__WHAT YOU HAVE TO DO__: Copy out the records verbatim, from the line with "FIND: sculpture leg" up to and including the line with "column 561, row 57", and nothing else.

__TASK MATERIAL__:
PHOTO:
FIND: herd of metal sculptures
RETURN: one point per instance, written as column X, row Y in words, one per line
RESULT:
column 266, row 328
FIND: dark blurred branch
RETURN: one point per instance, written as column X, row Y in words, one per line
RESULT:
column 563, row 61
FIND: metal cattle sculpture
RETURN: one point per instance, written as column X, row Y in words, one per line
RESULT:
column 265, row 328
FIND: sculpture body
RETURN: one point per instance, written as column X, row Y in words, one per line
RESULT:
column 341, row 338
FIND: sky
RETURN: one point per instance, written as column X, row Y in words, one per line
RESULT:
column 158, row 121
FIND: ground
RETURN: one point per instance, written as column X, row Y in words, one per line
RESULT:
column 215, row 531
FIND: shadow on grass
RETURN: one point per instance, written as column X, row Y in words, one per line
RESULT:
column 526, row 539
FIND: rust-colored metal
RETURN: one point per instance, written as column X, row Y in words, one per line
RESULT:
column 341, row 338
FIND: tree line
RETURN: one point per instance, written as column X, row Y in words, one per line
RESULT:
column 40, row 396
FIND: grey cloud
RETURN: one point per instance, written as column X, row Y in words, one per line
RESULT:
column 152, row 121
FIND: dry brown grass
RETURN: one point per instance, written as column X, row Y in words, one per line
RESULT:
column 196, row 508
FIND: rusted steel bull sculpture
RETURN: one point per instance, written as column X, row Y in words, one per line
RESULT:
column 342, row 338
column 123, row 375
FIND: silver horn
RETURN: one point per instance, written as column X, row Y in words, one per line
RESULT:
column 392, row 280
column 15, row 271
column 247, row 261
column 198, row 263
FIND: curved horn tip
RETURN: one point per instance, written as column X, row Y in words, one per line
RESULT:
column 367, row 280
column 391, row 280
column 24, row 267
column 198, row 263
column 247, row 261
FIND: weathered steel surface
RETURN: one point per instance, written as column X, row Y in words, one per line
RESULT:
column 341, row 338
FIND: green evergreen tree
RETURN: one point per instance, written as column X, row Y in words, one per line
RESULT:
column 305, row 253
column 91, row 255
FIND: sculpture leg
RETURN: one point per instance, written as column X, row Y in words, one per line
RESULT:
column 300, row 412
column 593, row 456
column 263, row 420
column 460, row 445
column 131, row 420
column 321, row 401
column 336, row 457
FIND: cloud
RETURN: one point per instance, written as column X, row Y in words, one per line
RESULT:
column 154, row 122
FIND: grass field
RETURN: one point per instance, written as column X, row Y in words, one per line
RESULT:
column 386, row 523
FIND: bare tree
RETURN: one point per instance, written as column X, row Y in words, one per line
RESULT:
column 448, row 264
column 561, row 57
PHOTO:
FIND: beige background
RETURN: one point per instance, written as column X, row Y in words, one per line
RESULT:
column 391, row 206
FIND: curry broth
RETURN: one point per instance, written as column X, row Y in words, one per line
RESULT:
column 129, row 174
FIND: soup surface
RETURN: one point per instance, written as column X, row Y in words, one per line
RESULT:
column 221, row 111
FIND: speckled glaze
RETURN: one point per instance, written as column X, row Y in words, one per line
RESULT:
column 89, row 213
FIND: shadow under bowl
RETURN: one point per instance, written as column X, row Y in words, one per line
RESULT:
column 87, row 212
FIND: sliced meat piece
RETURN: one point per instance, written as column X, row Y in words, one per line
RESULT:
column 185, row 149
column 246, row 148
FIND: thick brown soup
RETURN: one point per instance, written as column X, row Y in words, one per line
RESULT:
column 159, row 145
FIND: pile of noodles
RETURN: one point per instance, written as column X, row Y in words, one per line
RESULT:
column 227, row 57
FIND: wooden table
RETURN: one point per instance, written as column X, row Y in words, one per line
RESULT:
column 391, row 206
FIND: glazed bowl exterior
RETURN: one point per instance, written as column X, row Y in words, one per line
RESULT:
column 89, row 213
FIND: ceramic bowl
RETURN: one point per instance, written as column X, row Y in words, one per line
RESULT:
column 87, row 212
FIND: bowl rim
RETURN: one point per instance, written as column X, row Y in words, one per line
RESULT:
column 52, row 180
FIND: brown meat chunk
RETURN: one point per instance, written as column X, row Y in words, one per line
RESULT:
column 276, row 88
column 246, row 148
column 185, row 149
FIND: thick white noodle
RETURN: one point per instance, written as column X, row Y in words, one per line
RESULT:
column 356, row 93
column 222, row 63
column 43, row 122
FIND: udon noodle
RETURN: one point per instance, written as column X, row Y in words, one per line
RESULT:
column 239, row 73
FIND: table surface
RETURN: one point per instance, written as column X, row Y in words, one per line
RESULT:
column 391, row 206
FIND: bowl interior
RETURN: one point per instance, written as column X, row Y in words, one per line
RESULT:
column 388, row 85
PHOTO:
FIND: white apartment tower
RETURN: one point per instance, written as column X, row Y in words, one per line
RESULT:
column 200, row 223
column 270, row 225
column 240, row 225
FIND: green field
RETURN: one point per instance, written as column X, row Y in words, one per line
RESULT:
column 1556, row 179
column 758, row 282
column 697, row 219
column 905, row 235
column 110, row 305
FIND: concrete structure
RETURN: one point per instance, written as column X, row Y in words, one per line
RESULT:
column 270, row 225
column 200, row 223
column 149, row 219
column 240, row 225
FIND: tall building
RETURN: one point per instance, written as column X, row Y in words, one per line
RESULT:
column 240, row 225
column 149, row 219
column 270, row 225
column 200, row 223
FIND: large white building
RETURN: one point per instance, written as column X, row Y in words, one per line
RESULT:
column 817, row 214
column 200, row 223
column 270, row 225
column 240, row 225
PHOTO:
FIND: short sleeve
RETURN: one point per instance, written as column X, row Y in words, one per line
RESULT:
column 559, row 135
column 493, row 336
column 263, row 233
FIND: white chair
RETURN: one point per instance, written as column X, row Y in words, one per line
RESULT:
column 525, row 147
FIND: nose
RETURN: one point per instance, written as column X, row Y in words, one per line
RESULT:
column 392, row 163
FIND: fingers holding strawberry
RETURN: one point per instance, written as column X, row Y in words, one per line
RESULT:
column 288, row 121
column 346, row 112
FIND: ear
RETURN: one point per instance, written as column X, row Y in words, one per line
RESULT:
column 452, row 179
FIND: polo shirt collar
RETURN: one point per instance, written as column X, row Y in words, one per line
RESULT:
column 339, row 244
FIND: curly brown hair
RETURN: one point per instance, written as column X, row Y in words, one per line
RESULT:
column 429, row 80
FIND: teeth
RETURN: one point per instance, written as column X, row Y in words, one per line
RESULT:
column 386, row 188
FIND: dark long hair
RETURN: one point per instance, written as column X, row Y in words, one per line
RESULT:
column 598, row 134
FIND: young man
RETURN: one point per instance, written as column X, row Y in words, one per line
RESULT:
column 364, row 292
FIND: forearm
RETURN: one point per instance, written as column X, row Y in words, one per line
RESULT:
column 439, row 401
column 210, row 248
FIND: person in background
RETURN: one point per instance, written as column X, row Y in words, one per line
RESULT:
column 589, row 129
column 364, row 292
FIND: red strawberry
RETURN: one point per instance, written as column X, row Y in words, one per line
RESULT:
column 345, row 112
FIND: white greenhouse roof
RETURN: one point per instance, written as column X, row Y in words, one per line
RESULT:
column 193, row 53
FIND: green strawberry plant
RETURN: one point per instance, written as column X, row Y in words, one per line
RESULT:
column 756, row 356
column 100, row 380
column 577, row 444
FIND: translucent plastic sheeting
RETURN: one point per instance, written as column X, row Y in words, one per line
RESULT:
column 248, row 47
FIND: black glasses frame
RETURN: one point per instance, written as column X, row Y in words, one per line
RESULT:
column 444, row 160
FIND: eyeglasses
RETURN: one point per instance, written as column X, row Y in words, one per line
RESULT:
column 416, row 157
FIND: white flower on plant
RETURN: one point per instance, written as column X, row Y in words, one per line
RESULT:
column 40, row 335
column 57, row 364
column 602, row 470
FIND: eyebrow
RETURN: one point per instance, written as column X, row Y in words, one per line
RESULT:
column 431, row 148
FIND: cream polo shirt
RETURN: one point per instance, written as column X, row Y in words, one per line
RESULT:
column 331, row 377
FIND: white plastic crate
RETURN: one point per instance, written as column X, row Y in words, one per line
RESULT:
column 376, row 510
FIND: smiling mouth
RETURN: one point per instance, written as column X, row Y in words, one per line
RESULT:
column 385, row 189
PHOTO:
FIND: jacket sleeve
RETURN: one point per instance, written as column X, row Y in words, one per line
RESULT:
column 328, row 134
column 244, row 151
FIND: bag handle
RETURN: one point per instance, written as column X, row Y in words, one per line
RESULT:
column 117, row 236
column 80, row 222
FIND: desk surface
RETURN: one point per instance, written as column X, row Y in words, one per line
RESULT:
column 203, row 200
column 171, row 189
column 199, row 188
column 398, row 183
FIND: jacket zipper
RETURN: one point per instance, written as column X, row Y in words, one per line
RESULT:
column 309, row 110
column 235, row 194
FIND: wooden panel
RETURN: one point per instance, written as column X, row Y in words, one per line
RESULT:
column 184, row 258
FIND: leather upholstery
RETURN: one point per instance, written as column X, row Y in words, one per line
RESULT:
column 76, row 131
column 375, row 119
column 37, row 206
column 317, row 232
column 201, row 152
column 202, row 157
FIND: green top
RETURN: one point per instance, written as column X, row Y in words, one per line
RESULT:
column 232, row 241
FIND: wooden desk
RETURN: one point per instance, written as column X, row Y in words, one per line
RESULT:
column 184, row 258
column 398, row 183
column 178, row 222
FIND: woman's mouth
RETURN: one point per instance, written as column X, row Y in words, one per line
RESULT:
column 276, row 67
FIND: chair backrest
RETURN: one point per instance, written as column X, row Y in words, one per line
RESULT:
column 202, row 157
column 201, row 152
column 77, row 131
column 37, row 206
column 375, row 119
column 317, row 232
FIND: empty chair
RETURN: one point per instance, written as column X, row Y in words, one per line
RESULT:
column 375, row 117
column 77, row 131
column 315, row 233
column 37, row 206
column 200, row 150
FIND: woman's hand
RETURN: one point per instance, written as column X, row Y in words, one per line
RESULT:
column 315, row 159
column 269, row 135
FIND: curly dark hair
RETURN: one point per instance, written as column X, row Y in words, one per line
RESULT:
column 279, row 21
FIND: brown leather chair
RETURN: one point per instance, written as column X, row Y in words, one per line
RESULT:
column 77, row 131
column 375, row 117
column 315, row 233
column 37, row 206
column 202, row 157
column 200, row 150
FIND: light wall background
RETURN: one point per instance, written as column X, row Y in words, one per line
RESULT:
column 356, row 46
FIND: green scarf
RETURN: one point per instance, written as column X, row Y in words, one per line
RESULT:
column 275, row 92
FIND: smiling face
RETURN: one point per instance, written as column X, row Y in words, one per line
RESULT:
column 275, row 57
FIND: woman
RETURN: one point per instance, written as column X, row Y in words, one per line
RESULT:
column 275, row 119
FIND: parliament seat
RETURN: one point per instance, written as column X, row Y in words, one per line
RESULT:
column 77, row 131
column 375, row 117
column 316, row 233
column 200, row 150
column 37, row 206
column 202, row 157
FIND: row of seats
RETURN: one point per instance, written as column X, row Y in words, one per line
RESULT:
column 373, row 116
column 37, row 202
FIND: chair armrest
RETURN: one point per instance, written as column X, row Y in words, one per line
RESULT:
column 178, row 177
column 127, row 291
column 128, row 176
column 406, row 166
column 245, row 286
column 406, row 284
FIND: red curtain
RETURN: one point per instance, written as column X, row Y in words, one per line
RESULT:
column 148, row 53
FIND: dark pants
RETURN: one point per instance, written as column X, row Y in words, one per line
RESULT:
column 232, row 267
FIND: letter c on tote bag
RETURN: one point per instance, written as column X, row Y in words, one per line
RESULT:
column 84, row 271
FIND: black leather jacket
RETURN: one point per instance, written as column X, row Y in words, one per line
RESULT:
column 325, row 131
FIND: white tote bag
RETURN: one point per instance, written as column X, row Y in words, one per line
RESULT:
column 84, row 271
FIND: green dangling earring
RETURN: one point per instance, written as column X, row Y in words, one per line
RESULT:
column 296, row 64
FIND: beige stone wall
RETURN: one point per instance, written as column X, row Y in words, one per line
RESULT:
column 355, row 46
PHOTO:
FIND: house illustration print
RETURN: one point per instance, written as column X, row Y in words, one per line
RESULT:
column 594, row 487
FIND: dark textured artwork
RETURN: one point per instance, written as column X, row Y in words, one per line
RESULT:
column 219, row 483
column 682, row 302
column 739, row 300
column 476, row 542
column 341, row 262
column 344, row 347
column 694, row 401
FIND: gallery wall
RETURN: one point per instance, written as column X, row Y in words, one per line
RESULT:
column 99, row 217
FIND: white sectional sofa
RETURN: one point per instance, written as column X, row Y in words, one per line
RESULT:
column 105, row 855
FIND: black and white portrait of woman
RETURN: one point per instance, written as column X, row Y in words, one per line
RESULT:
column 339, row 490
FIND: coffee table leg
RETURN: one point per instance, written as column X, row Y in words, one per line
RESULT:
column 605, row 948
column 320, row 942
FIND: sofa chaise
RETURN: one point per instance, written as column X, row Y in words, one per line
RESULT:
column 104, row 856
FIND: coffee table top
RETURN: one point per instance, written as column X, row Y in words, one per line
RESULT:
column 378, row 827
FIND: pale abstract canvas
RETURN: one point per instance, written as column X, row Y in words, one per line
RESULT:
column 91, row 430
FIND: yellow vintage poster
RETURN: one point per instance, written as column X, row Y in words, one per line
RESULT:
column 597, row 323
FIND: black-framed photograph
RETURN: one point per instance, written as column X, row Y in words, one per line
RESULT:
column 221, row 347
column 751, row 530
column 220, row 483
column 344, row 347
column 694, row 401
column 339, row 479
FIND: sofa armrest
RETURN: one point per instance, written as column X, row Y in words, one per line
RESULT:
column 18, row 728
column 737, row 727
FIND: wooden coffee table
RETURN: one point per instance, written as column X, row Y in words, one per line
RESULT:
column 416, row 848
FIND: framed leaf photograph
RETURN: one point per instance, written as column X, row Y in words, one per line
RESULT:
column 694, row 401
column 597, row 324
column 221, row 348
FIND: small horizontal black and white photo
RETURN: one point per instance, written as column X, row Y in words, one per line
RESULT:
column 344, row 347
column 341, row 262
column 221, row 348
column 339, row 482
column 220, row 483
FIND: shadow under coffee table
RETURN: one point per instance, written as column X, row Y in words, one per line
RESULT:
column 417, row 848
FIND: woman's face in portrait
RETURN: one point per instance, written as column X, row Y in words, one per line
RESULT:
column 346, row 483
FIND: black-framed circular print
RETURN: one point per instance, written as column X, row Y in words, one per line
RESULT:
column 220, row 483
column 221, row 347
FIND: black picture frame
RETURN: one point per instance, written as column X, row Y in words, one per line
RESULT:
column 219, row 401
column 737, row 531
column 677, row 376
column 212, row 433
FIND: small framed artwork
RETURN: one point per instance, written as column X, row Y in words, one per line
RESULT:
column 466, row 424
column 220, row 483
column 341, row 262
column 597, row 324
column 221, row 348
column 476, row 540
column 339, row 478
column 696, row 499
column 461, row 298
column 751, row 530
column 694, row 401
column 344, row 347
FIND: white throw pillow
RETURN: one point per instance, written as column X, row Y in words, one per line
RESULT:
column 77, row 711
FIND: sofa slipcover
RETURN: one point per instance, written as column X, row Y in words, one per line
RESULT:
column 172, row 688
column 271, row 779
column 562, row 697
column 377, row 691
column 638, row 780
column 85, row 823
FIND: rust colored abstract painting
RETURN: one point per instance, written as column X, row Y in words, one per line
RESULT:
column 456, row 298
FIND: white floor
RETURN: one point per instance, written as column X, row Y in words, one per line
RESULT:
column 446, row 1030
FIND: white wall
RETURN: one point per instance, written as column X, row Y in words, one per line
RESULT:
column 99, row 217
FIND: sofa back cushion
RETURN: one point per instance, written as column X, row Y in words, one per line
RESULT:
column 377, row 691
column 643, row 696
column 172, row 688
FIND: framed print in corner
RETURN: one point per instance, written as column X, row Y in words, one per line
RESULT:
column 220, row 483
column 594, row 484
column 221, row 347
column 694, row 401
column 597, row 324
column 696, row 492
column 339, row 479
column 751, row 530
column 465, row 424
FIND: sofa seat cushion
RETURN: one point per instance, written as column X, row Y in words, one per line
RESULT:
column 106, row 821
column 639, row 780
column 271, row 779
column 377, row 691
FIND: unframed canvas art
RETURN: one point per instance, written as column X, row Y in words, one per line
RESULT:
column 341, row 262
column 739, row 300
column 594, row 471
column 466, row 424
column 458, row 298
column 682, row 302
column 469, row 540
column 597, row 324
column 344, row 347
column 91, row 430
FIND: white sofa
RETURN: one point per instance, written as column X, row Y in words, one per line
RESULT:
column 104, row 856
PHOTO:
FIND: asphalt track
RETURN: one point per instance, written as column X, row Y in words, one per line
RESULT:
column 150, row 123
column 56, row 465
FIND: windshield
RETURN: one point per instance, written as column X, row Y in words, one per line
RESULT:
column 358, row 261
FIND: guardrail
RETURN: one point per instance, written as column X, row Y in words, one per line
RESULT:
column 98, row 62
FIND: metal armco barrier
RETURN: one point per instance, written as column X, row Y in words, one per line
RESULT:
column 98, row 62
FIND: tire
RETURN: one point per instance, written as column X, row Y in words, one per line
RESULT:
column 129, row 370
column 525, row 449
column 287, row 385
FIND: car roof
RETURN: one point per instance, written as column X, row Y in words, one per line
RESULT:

__FINISHED TASK__:
FIND: sculpture leg
RETURN: one point per instance, written as column X, row Y in words, one per line
RESULT:
column 300, row 412
column 593, row 456
column 263, row 420
column 460, row 445
column 131, row 420
column 321, row 401
column 336, row 457
FIND: cloud
RETURN: one point per instance, written as column X, row Y in words, one per line
RESULT:
column 154, row 122
FIND: grass field
RETURN: one point per instance, written as column X, row Y in words, one per line
RESULT:
column 386, row 523
FIND: bare tree
RETURN: one point per instance, written as column X, row Y in words, one per line
RESULT:
column 448, row 264
column 561, row 57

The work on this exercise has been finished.